(Point-per-instance localization data)
======
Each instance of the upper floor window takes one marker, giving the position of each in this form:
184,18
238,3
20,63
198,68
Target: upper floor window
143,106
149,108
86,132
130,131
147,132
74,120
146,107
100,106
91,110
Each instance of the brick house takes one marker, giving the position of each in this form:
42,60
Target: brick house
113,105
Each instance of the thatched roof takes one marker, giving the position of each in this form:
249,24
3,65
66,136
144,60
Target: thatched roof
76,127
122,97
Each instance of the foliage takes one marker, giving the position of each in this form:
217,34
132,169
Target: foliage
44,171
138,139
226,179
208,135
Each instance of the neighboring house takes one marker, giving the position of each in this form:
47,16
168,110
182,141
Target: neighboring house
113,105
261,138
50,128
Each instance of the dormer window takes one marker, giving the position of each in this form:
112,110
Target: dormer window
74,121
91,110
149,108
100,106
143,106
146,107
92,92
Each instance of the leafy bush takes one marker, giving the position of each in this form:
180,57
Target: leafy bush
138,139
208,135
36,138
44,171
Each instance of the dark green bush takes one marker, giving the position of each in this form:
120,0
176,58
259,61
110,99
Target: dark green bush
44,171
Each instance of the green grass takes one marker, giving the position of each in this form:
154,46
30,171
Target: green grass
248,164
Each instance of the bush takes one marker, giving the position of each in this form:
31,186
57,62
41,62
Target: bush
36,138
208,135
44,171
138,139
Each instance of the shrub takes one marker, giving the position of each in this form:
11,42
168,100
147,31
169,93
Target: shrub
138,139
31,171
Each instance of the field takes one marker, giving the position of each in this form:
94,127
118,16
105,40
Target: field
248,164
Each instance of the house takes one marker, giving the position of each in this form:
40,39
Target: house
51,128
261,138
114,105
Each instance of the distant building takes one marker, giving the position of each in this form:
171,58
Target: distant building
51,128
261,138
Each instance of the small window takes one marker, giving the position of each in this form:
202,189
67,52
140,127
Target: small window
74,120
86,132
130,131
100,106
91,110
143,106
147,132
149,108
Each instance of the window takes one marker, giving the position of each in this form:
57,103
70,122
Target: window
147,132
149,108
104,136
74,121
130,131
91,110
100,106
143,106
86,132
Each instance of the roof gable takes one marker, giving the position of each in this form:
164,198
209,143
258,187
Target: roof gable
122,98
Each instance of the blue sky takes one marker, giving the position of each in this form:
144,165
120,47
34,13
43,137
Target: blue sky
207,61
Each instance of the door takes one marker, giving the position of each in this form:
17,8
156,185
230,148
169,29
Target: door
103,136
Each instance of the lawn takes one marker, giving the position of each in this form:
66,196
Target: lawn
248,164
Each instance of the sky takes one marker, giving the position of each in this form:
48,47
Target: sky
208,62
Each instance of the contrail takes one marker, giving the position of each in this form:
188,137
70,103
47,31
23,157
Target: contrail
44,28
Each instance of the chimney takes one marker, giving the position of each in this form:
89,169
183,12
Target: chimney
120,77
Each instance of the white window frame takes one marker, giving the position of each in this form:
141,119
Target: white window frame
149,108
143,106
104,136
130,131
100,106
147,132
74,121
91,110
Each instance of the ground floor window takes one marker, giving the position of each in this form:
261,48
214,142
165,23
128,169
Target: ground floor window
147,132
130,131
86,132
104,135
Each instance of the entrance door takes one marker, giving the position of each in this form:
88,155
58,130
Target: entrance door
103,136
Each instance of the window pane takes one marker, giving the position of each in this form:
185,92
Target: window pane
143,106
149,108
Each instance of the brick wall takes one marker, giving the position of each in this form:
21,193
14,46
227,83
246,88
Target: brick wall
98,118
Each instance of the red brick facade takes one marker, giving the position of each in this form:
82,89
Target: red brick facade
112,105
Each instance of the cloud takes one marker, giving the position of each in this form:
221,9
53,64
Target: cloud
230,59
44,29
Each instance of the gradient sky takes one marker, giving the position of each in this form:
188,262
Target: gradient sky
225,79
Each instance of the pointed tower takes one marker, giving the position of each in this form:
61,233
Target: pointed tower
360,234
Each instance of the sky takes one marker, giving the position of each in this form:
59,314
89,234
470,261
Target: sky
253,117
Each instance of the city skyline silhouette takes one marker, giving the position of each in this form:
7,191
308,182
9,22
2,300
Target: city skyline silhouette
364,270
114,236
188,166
======
◆ Task description
Could each line above be retyped exactly?

◆ Output for this task
Each instance of the upper floor window takes one marker, giving the position of each in this form:
184,18
238,3
20,63
198,68
Target: upper floor window
143,106
149,108
86,132
130,131
147,132
74,120
146,107
100,106
91,110
Each instance of the brick house takes one marker, giving the position of each in this form:
42,60
Target: brick house
113,105
Each instance of the thatched roof takes one marker, giving the position of each in this form:
249,24
3,65
66,136
144,60
Target: thatched roof
76,127
122,97
Each instance of the foliage takes one marker, giving the position of each in this form:
217,34
132,169
Target: foliage
44,171
138,139
226,179
208,135
Each instance of the neighboring house takes one marker, giving the position of each in this form:
47,16
168,110
182,141
Target: neighboring house
113,105
261,138
50,128
Each instance of the dormer window takes one marker, giving the position of each in this form:
112,110
Target: dormer window
74,121
91,110
149,108
100,106
143,106
146,107
92,92
Each instance of the leafy bush takes one marker, giving the position of each in this form:
180,57
Target: leafy bush
138,139
208,135
36,138
44,171
Each instance of the dark green bush takes one marker, giving the position of each in this form:
120,0
176,58
259,61
110,99
Target: dark green bush
44,171
Each instance of the green grass takes one marker, giving the position of each in this form:
154,46
30,171
Target: green grass
248,164
Each instance of the bush takes one marker, giving the position of each in this form:
31,186
57,62
41,62
Target: bush
36,138
208,135
44,171
138,139
Each instance of the shrub takes one marker, giving the position of each in this form:
11,42
168,100
147,31
169,93
Target: shrub
138,139
31,171
Each instance of the field takes one marker, giving the position of each in this form:
94,127
118,16
105,40
Target: field
248,164
Each instance of the house takes one marker, giving the position of each in this form:
40,39
Target: house
51,128
261,138
114,105
Each instance of the distant building takes one marker, giving the position of each in this form:
171,58
Target: distant building
51,128
261,138
Each instance of the small window takes one marker, giving the position of each in this form:
202,189
67,52
140,127
Target: small window
74,120
86,132
130,131
100,106
91,110
143,106
147,132
149,108
Each instance of the window takes one marker, giving the position of each in this form:
57,103
70,122
Target: window
147,132
149,108
104,136
74,121
130,131
91,110
100,106
143,106
86,132
Each instance of the roof gable takes one marker, giving the position of each in this form:
164,198
209,143
258,187
Target: roof gable
122,98
Each instance of the blue sky takes one marker, giving the position of each in this form:
144,165
120,47
34,13
43,137
Target: blue sky
207,61
Each instance of the door takes one marker, giving the position of each in this form:
17,8
156,185
230,148
169,29
Target: door
103,136
Each instance of the lawn takes one marker, giving the position of each in this form:
66,196
Target: lawn
248,164
Each instance of the sky takes one marker, giving the position of each in this form:
48,47
Target: sky
208,62
Each instance of the contrail takes one marker, giving the position of each in this form:
188,137
70,103
47,31
23,157
Target: contrail
44,28
Each instance of the chimney takes one marker, giving the position of each in this form:
89,169
183,12
Target: chimney
120,77
Each instance of the white window frame takes one marker, giving the position of each in this form:
141,119
Target: white window frame
149,108
143,106
104,136
130,131
100,106
147,132
74,121
91,110
Each instance of the ground floor window takes one marker, giving the position of each in this form:
261,48
214,142
165,23
128,169
Target: ground floor window
147,132
130,131
86,132
104,135
Each instance of the entrance door takes one marker, giving the position of each in this form:
88,155
58,130
Target: entrance door
103,136
Each instance of the window pane takes one marker, giving the position of each in this form:
185,92
Target: window pane
143,106
149,108
Each instance of the brick wall takes one marker, giving the position of each in this form:
21,193
14,46
227,83
246,88
Target: brick wall
98,118
Each instance of the red brick facade takes one marker, giving the position of each in this form:
82,89
Target: red brick facade
112,105
Each instance of the cloud takes one marker, giving the position of each in this form:
221,9
53,64
Target: cloud
230,59
44,29
Each instance of the gradient sky takes one marker, giving the position of each in this form:
188,262
Target: gradient sky
225,79
Each instance of the pointed tower takes one marker, giving the position of each in this form:
61,233
Target: pointed tower
360,234
Each instance of the sky takes one marker, giving the position of each in this form:
59,314
89,234
470,261
Target: sky
253,117
Each instance of the city skyline silhouette takes one marker, giving the position of each in this form:
7,191
308,182
9,22
2,300
Target: city skyline silhouette
364,270
114,236
188,166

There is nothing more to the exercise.